### TO DO:
An exact reproduction of all the entries below is required.

### PROVIDED INFORMATION:
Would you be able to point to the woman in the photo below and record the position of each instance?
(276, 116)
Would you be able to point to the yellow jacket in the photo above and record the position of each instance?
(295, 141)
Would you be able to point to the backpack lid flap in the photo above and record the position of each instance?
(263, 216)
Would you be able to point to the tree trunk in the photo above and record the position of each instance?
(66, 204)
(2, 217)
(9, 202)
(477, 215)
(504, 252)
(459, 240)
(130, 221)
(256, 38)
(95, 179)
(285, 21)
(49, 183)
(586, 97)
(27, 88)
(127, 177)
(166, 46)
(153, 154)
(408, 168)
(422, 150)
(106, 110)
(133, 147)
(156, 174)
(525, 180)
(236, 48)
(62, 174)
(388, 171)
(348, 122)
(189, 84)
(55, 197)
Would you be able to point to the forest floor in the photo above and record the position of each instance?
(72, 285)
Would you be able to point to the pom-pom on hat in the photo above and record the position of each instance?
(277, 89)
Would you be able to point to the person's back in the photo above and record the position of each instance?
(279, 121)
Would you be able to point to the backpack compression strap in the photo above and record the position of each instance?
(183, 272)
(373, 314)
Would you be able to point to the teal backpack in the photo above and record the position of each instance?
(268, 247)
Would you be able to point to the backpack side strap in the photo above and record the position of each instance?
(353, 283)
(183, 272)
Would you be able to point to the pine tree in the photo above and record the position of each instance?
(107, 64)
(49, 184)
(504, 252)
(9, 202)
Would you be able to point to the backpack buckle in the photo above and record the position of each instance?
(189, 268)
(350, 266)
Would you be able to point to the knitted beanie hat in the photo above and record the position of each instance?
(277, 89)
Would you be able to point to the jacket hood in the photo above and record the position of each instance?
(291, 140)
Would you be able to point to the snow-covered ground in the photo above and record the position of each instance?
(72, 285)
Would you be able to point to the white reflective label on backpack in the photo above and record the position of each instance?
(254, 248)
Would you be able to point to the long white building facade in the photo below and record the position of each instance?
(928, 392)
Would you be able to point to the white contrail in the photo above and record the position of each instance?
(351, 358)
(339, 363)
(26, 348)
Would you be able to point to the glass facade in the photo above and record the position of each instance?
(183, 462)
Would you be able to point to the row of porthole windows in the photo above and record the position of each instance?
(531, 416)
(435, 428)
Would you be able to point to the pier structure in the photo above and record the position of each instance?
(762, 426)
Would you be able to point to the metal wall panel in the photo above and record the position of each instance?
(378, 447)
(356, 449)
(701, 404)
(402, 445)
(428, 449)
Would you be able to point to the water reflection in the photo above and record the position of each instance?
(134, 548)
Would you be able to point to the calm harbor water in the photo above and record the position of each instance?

### OUTPUT BELOW:
Would you be able to point to the woman in the photo below and record the position of each instance?
(276, 116)
Would you be able to point to the yellow jacket in the photo above and record the position of each instance?
(295, 141)
Would you be able to point to the backpack lid flap in the photo above and record the position of each instance?
(263, 216)
Would you be able to point to the tree trunk in the photo above and record the position of each instance?
(66, 204)
(2, 217)
(9, 202)
(477, 215)
(504, 252)
(459, 240)
(130, 221)
(256, 38)
(95, 179)
(285, 21)
(49, 183)
(586, 97)
(27, 88)
(127, 177)
(166, 46)
(153, 154)
(408, 168)
(422, 150)
(106, 110)
(133, 147)
(156, 174)
(525, 180)
(236, 48)
(62, 174)
(388, 171)
(348, 122)
(189, 84)
(55, 197)
Would you be able to point to the forest floor in the photo above and record the position of each instance?
(72, 285)
Would you be able to point to the pom-pom on hat in the photo above and record the position of each instance?
(277, 89)
Would you be able to point to the person's back in the photo above and record the position of each instance?
(279, 121)
Would you be able to point to the backpack compression strap in the photo above and record the position of each instance?
(183, 272)
(373, 314)
Would you be able to point to the teal backpack in the photo above and record the position of each instance?
(268, 247)
Would you be able to point to the backpack side strap in the photo above and record the position of each instance?
(353, 283)
(183, 272)
Would you be able to point to the pine tree in the photo above and record the position of each instance?
(107, 64)
(49, 184)
(504, 252)
(9, 202)
Would you be able to point to the backpack buckle in the photo above and record the position of each instance?
(189, 268)
(350, 266)
Would you be able to point to the knitted beanie hat in the photo above and record the position of each instance?
(277, 89)
Would you be able to point to the jacket hood in the photo above and record the position of each instance?
(291, 140)
Would you be able to point to the snow-covered ground in the photo above and record the position of each instance?
(72, 285)
Would you be able to point to the white reflective label on backpack in the photo above and record the position of each instance?
(254, 248)
Would you be able to point to the long white building facade in the photo below and record the position of each instance?
(928, 392)
Would you be able to point to the white contrail in the photo above and record the position of each instance?
(351, 358)
(339, 363)
(26, 348)
Would you be able to point to the glass facade in the photo above and record the position of each instance?
(183, 462)
Would you be able to point to the row of porthole windows in the photo above and record the position of each instance?
(531, 416)
(435, 428)
Would you be able to point to the pier structure in the photo above and record the position of each instance?
(762, 426)
Would you be able to point to the metal wall panel in the photo above and record the position of each instance?
(378, 447)
(356, 449)
(701, 404)
(402, 445)
(428, 449)
Would you be able to point to the water reflection in the photo above and record the position of each instance?
(134, 548)
Would you be able to point to the calm harbor water in the photo above and record the position of each instance?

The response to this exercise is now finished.